Exercise prompt — Put the rows below into a JSON list of strings, with one string for each line and blank lines omitted.
*** Records for the task ***
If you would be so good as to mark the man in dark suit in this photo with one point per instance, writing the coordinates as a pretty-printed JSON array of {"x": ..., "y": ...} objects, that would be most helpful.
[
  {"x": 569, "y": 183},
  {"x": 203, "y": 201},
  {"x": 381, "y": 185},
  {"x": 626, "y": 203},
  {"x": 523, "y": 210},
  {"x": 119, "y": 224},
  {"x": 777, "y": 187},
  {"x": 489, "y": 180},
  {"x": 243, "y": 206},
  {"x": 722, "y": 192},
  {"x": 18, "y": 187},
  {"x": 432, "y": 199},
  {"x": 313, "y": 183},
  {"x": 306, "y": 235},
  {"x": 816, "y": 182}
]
***
In response —
[
  "If you would be so good as to mark the man in dark suit in this photo with one point per instance, writing the coordinates as a pretty-printed JSON array of {\"x\": ..., \"y\": ...} objects, that would be most helpful.",
  "[",
  "  {\"x\": 569, \"y\": 183},",
  "  {\"x\": 203, \"y\": 201},",
  "  {\"x\": 381, \"y\": 185},",
  "  {\"x\": 626, \"y\": 203},",
  "  {\"x\": 523, \"y\": 210},",
  "  {\"x\": 119, \"y\": 224},",
  "  {\"x\": 777, \"y\": 187},",
  "  {\"x\": 489, \"y\": 180},",
  "  {\"x\": 243, \"y\": 206},",
  "  {\"x\": 722, \"y\": 192},",
  "  {\"x\": 18, \"y\": 187},",
  "  {\"x\": 432, \"y\": 199},",
  "  {\"x\": 313, \"y\": 183},",
  "  {\"x\": 306, \"y\": 235},",
  "  {\"x\": 816, \"y\": 182}",
  "]"
]